* Start PROVIDED PASSAGE *

Since before I can remember, my maternal grandmother has regaled us with stories of the coast. For her, it was the coast of New York’s shores, as she spent her teens years in Rockaway Beach during the 1940s. She spent her days attending to her younger sister, reading books, and people watching the renters who would rent out rooms in their home, close to the water, as if it were a hotel. She claimed, and still claims to this day, that salt water is the cure-all. Emotional, physical, financial, whatever your ailment is: the sea can surely cure it. She is at peace and at home in the ocean, with the sand under her feet. To this day, her favorite activity is still walking along the boardwalk (now a slightly different coast), watching Connecticut across the misty water as she softly hums songs and smiles at passersby.
So, it was no question that when my siblings and I were old enough, it was my grandmother who would be introducing us to the ocean. This time it was the coast of Long Island; the rocky on the north, sandy on the south island. My grandparents owned a lovely beach house, and we would have to boat across a small body of water to the even smaller island on the other side. The island, consisting of houses and a small boardwalk, always felt like an adventure. The house was old, and had been passed down through my grandfather’s family. The relics smelled of endless years of sea water and salt. She would pack tuna fish sandwiches, as we held our cherished baby dolls, life jackets constricting our small bodies, braids in our hair, and my sister and I would run up the creaky wooden stairs, turn around fast, and see the water in front of us, the real world on the other side of the sea; we were safe there, and felt like story book characters.

* End PROVIDED PASSAGE *
* Start PROVIDED INFORMATION *

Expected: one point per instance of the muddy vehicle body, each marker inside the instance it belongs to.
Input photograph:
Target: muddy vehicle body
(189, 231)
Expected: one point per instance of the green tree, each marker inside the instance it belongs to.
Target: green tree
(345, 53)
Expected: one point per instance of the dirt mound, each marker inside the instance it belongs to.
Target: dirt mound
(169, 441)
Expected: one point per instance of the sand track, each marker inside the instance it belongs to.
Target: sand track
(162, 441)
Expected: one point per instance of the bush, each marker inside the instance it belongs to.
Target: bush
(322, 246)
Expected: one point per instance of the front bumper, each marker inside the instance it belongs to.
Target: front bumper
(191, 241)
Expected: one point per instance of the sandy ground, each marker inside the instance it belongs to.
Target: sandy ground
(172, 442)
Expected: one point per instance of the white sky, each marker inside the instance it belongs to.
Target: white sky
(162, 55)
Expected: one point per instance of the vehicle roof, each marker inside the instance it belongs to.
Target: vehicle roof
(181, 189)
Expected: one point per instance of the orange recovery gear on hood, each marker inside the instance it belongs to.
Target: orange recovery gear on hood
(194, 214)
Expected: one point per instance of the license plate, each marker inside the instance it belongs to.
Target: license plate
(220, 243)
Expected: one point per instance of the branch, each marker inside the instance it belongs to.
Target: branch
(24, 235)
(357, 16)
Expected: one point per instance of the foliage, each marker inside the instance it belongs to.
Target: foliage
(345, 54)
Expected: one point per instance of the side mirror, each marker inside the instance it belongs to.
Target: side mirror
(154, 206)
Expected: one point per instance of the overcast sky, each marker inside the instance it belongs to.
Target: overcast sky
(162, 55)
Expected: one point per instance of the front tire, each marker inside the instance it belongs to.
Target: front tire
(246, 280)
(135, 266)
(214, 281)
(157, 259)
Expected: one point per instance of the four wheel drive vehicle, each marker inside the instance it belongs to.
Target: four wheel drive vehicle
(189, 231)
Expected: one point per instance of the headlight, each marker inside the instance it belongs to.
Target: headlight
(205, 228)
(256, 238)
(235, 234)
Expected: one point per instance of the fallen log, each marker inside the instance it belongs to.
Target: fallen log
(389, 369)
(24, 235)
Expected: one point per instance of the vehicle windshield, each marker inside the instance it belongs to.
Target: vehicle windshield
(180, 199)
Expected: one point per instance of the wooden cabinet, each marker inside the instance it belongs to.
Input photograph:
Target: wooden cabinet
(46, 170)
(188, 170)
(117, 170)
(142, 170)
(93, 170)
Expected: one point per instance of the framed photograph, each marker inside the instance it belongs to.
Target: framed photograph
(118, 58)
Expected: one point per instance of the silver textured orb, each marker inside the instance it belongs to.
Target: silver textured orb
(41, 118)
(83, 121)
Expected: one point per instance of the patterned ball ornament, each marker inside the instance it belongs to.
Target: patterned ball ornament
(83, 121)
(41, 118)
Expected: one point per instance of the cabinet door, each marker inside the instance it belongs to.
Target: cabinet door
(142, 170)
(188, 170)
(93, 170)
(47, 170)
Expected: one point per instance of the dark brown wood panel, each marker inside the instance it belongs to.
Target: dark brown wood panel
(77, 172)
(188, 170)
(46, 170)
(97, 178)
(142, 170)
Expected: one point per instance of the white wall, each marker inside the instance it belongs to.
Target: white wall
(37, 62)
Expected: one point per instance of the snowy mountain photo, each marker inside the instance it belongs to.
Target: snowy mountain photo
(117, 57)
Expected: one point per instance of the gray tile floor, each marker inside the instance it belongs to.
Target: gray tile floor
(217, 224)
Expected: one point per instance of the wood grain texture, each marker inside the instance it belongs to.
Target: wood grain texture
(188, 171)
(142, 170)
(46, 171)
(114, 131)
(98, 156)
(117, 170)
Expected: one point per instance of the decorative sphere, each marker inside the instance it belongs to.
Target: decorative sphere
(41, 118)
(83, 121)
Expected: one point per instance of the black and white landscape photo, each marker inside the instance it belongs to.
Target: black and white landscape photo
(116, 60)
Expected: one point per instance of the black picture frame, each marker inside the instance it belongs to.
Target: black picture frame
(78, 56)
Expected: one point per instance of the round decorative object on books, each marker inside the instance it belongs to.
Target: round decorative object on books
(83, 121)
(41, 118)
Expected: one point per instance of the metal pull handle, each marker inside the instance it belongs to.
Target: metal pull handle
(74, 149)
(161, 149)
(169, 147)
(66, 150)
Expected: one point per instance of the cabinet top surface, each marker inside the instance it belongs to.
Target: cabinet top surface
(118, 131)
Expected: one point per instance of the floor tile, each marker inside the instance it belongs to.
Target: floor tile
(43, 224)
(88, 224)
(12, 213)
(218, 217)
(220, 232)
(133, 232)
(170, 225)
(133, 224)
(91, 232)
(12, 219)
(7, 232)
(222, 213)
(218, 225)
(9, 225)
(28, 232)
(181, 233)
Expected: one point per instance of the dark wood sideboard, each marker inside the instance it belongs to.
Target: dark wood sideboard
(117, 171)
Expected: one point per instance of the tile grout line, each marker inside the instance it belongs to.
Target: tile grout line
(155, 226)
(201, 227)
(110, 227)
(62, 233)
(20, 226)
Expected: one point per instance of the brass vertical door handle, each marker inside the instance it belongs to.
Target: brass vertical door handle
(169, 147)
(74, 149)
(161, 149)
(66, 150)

* End PROVIDED INFORMATION *

- _WHAT TO DO_:
1. Using the memoir about the grandmother and the coast, decide whether each statement agrees with it: (a) The grandmother spent her teen years in Rockaway Beach during the 1940s. (b) The beach house had been passed down through the grandmother's family. (c) The family reached the beach house by driving across a bridge. Answer yes or no for each, quoting the deciding words.
2. In the coast memoir, what does the grandmother watch across the misty water while walking the boardwalk?
3. Write the next part of the memoir about the grandmother and the coast, picking up after its final sentence.

- _OUTPUTS FOR THE TASKS_:
1.
(a) Yes: "as she spent her teens years in Rockaway Beach during the 1940s"
(b) No: "had been passed down through my grandfather’s family"
(c) No: "we would have to boat across a small body of water to the even smaller island on the other side"

2. Connecticut.

3.
It was my grandmother who brought us to the big beaches and after laying down towels and beach bags, took our hands and led us right into the water. She made it very clear that one does not fight the waves, but instead, embrace. Let your body be taken by the water and the water will be your guide. As we slowly learned this lesson, we let the waves lift us up, and crash us down. We learned to love bobbing in the water, the semi-large waves making us feel like we could touch the sky. This was never a question in my grandmother’s eyes: you must love the ocean, you must adore the coast, you must embrace the sea.
So, it was no question who I wanted to introduce the ocean to my son was my grandmother. On an unseasonably warm March day, when my son was around seven months old, the old crew: my grandmother and sister, and a new member, my son, packed into my car and headed to the beach. As soon as I got the stroller together, and my son strapped in, my grandmother quite literally took the reigns and walked off with my son. It was a moment in my life I will never forget. She strolled him down the boardwalk, pointing out the seagulls, sea glass, and strewn about french fry containers. She let the wind touch his face, so he could smell the sea. She told him all about Connecticut, and about how his father (my husband) was living there when mommy met daddy. We did not go down to the water that day, but nevertheless, this was my son’s spiritual baptism into the world. The queen of the coast, the siren of the sea, my grandmother, was inviting her newest sea guppie into her world.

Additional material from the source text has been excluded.